• SET EXERCISE: Return every line below that contains the word "house".

• THE INPUT:
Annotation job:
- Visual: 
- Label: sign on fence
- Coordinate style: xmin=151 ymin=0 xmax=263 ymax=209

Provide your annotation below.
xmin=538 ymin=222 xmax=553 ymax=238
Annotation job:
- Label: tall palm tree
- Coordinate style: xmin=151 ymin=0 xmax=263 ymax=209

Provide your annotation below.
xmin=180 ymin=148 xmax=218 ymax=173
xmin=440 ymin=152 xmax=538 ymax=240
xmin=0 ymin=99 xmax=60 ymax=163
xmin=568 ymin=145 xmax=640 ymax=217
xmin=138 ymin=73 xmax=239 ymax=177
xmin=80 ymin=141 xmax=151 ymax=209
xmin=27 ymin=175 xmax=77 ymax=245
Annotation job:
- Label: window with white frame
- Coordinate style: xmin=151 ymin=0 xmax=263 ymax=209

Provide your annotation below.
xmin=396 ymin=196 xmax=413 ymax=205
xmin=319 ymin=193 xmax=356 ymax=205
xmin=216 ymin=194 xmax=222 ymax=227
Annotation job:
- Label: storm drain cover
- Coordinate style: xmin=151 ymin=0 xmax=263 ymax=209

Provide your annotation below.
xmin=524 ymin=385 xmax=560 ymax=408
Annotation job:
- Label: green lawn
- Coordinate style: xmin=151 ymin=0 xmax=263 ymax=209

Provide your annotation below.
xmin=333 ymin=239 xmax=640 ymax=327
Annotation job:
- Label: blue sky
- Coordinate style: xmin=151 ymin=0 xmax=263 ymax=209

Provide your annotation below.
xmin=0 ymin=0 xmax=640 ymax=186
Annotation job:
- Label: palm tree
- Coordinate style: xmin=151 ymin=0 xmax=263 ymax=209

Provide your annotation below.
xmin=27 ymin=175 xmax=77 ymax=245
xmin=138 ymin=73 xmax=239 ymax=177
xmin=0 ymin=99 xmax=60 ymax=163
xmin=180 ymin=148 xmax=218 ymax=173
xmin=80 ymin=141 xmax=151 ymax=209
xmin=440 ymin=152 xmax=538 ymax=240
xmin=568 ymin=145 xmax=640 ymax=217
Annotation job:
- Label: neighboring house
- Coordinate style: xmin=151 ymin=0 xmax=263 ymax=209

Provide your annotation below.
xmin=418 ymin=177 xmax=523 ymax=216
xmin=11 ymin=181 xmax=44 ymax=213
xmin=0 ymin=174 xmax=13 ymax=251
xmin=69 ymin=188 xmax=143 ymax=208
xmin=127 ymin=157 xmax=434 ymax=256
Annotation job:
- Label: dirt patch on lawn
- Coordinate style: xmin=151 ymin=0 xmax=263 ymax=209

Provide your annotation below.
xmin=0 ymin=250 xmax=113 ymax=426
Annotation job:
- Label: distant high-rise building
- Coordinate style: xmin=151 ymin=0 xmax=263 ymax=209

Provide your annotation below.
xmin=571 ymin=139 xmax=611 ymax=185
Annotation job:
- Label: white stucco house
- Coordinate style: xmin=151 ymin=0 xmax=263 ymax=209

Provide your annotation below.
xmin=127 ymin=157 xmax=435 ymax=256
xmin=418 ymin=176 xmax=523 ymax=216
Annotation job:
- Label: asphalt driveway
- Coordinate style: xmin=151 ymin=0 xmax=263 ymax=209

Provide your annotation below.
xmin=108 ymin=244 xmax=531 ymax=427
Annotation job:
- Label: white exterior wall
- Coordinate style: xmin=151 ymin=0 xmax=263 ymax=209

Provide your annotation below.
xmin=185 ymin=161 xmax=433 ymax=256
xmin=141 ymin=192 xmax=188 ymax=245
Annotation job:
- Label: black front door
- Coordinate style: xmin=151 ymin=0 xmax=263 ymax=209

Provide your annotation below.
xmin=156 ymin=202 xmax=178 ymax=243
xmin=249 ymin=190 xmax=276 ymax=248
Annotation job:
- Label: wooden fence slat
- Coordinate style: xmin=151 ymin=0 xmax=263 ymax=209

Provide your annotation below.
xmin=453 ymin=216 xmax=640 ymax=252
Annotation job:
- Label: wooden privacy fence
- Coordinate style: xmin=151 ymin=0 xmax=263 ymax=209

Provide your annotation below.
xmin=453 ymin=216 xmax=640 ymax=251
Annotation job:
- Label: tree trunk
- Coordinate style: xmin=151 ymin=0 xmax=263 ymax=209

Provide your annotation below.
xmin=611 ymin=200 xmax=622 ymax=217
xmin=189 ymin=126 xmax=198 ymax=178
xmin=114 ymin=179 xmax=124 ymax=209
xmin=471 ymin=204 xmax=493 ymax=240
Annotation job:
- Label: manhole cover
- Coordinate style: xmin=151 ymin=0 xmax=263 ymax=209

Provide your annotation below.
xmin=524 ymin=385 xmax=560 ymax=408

• FULL RESPONSE:
- Label: neighboring house
- Label: white stucco house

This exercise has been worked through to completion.